== Segment start ==
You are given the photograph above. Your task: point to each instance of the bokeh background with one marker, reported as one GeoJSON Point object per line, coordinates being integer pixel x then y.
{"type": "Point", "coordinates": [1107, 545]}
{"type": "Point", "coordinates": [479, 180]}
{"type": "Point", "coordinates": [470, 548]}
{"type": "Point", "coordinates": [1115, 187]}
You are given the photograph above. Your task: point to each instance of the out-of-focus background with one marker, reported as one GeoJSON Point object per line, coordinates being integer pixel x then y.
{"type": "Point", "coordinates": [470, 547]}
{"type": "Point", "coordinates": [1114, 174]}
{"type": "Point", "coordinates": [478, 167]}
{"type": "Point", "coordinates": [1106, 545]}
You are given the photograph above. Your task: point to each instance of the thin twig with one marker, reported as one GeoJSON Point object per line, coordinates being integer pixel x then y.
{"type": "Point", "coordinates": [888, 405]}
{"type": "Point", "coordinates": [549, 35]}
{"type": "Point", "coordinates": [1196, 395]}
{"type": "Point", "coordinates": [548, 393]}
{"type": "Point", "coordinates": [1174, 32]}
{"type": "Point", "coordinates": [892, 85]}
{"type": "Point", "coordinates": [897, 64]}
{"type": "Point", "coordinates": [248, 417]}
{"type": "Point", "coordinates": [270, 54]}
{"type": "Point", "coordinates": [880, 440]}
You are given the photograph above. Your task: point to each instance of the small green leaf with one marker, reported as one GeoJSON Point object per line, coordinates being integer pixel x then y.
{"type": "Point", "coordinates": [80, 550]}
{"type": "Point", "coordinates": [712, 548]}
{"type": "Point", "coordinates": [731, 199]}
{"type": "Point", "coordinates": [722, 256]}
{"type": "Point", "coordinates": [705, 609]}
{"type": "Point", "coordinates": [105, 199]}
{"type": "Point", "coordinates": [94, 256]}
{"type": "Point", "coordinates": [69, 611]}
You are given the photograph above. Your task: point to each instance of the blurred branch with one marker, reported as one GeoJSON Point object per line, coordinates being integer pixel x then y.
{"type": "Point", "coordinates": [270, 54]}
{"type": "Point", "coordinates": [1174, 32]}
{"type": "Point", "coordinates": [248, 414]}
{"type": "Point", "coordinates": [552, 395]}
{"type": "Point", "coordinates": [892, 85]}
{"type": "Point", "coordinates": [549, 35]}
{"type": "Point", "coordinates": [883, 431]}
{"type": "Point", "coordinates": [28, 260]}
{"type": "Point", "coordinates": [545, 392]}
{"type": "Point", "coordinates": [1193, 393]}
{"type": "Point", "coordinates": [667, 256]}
== Segment end ==
*PROBLEM DESCRIPTION:* The task requires an exact transcription of all the data.

*FINISHED TASK:*
You are given the photograph above. Your task: point to each instance of the bokeh background with one marker, reported as one GeoJSON Point object per line, coordinates being integer pixel x then y.
{"type": "Point", "coordinates": [1107, 545]}
{"type": "Point", "coordinates": [479, 180]}
{"type": "Point", "coordinates": [470, 548]}
{"type": "Point", "coordinates": [1115, 187]}
You are given the photograph above. Your task: point to each instance of the out-of-focus background with one marker, reported as one GeoJSON Point object per line, coordinates being integer pixel x then y.
{"type": "Point", "coordinates": [470, 547]}
{"type": "Point", "coordinates": [1114, 174]}
{"type": "Point", "coordinates": [478, 167]}
{"type": "Point", "coordinates": [1106, 545]}
You are given the photograph above. Your task: point to each instance of the thin twig with one marker, reported as one GeoJSON Point object per line, coordinates being integer pixel x then y.
{"type": "Point", "coordinates": [888, 405]}
{"type": "Point", "coordinates": [549, 35]}
{"type": "Point", "coordinates": [1196, 395]}
{"type": "Point", "coordinates": [548, 393]}
{"type": "Point", "coordinates": [1174, 32]}
{"type": "Point", "coordinates": [892, 85]}
{"type": "Point", "coordinates": [897, 64]}
{"type": "Point", "coordinates": [248, 417]}
{"type": "Point", "coordinates": [270, 54]}
{"type": "Point", "coordinates": [880, 440]}
You are given the photograph above. Your task: point to each instance of the small green leaf with one marker, reported as one GeoJSON Point object per line, coordinates being integer pixel x then y.
{"type": "Point", "coordinates": [80, 550]}
{"type": "Point", "coordinates": [712, 548]}
{"type": "Point", "coordinates": [731, 199]}
{"type": "Point", "coordinates": [722, 256]}
{"type": "Point", "coordinates": [705, 609]}
{"type": "Point", "coordinates": [105, 199]}
{"type": "Point", "coordinates": [94, 256]}
{"type": "Point", "coordinates": [69, 611]}
You are given the photograph above. Your task: point to each instance of the blurred branch with one marker, reported as one GeoJSON Point object per line, coordinates being integer pixel x then y.
{"type": "Point", "coordinates": [270, 54]}
{"type": "Point", "coordinates": [1174, 32]}
{"type": "Point", "coordinates": [248, 414]}
{"type": "Point", "coordinates": [552, 395]}
{"type": "Point", "coordinates": [892, 85]}
{"type": "Point", "coordinates": [549, 35]}
{"type": "Point", "coordinates": [883, 431]}
{"type": "Point", "coordinates": [28, 260]}
{"type": "Point", "coordinates": [545, 392]}
{"type": "Point", "coordinates": [1193, 393]}
{"type": "Point", "coordinates": [667, 256]}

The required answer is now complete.